Take the data and return it in full. Change nothing.

Material for this task:

___

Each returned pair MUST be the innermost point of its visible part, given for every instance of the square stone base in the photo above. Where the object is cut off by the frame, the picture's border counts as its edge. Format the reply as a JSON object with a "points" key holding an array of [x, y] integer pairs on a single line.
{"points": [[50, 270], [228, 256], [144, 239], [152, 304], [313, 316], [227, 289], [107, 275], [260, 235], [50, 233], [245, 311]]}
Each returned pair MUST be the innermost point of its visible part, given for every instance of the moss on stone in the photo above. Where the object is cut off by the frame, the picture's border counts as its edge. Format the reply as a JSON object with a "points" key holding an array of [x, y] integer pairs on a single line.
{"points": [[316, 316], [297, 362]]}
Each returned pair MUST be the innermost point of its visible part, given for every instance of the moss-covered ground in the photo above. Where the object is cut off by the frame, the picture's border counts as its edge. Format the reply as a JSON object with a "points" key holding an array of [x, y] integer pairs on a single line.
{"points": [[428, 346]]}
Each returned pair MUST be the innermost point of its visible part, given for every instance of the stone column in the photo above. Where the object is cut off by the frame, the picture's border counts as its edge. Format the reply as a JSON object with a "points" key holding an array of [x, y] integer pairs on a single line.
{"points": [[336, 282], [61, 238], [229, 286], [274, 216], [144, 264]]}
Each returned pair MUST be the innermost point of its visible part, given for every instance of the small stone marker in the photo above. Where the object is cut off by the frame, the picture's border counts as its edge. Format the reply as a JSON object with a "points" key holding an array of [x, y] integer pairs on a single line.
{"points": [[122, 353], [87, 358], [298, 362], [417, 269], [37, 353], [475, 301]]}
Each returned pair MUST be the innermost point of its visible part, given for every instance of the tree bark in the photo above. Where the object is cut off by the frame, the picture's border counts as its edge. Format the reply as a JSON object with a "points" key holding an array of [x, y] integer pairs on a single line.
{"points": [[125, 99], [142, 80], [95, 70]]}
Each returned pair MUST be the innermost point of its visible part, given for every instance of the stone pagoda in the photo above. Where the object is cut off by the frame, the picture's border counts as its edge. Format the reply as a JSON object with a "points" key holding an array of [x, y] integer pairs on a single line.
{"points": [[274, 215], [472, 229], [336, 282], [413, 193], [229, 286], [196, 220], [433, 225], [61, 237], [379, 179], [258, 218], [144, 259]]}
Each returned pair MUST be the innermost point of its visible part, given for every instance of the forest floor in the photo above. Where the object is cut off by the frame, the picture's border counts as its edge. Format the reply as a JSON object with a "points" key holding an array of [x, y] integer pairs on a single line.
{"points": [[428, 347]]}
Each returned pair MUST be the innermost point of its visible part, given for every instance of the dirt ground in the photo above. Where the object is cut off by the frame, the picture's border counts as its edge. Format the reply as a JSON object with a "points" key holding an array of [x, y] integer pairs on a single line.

___

Reply:
Each returned pair MUST be the innermost point of its visible part, given for every instance of the square stone base in the photo above. Where the object is cut off by the frame, the picture's border counts as its edge. Format the reply as a JSON object with a "points" key holding an array of [x, y] integer pairs on a single line.
{"points": [[50, 270], [228, 256], [144, 239], [152, 304], [313, 316], [227, 289], [107, 275], [260, 235], [50, 233], [245, 311]]}
Each returned pair MUST be the innermost point of its visible part, given for every instance of the moss on stone in the photo above. Where the object is cut off by the frame, the picture's border counts as its edge. Format the reply as a JSON object with a "points" key holding an array of [x, y] integer pairs on a single line.
{"points": [[316, 316], [297, 362]]}
Each returned pair MUST be the innermost point of its visible part, given for every instance of the moss-covered ground in the photo above. Where the object is cut off by the frame, the picture's border counts as its edge. Format the reply as a JSON object with a "points" key holding an array of [x, y] integer pairs on a single line.
{"points": [[428, 346]]}
Each returned pair MUST be the innermost point of its visible part, given for every instance of the stone column in the photo above. Where the object is cut off by the frame, the picture's border counts as its edge. Format the reply as a JSON object with a "points" key holding an array of [x, y] integer pairs on a single line.
{"points": [[336, 282], [61, 238], [229, 286], [274, 216], [144, 264]]}
Each returned pair MUST be the innermost point of its visible part, given for every instance of the small stone marker in the photo above. Where the object is cut off by the frame, the picture's border counts as its edge. Format the reply as a JSON object with a "points" key holding an array of [x, y] integer pairs on a single line.
{"points": [[122, 353], [87, 358], [298, 362], [417, 269], [37, 353], [475, 301]]}
Each returned pair MUST be the innermost point of its visible part, given for every instance of the tree bark in the photo above. Where the object is cut off by the frame, the picture's border counts as its edge. Format the reply as a JSON object with a "points" key holding an array of [x, y] integer pairs on a single line.
{"points": [[125, 99], [142, 80], [95, 70]]}
Each returned pair MUST be the innermost point of its visible part, given for every instance of the stone pagoda in the photo above. Where the object is cut off by the frame, the picture's border counts as its edge. Format the reply as a JSON object with a "points" key holding an array of [x, y] integer pairs on a single line.
{"points": [[274, 215], [472, 229], [336, 282], [413, 193], [229, 286], [196, 220], [433, 225], [61, 237], [379, 179], [258, 218], [144, 259]]}
Each returned pair MUST be the innermost point of its visible part, given for every instance of the forest floor in the photo above. Where the object is cut off by the frame, the picture's border counts as its edge. Format the reply as a JSON object with a "points" key holding an array of [x, y] integer pairs on a single line.
{"points": [[428, 347]]}
Each returned pair MUST be the innermost point of its visible part, given for every instance of the dirt ground in the photo above. Where the object is cut off by the frame, the picture's border counts as its edge. Format the reply as a JSON object with a "points" key holding an array of [x, y] integer pairs on a single line.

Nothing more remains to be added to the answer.